> **Exercise brief**: Reproduce every one of the records below verbatim, line for line, and omit the pictures from your output.

> **Provided material**:
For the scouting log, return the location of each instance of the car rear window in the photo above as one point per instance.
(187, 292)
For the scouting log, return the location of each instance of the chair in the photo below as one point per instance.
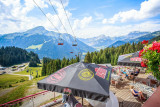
(78, 105)
(144, 82)
(120, 100)
(113, 82)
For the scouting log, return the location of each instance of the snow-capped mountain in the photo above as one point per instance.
(44, 43)
(103, 41)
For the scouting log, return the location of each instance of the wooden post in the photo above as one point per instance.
(33, 101)
(54, 95)
(82, 101)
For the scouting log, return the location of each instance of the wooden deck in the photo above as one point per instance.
(122, 91)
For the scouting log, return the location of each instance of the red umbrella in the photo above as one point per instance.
(154, 100)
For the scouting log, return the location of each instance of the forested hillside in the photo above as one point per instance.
(110, 55)
(52, 65)
(13, 55)
(155, 39)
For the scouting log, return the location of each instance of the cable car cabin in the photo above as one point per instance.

> **Exercise answer**:
For the scouting log, return the location of each instance of the car rear window in the photo above as one point per instance.
(187, 292)
For the scouting log, return the location of each instance of the chair in the photo below as one point per instance.
(78, 105)
(144, 82)
(120, 100)
(113, 82)
For the scouting log, return the location of each instance of the snow-capped mountain in the photo above as one point per instance.
(44, 43)
(103, 41)
For the scouting log, return the location of each instance of the wooden post in the photo above as one point per instance.
(33, 101)
(54, 95)
(82, 101)
For the scouting log, return the location of each instance of the wooden deck in the photo above as one point per instance.
(122, 91)
For the scouting log, return the location of each instance of the red umbrella in the photo above as one point per instance.
(154, 100)
For the scouting log, return the location of each instance of the forested hillside in the photo above as one point per instance.
(110, 55)
(52, 65)
(13, 55)
(155, 39)
For the scouting log, return the location of each instance of the cable car cabin in the photo above as one point per instance.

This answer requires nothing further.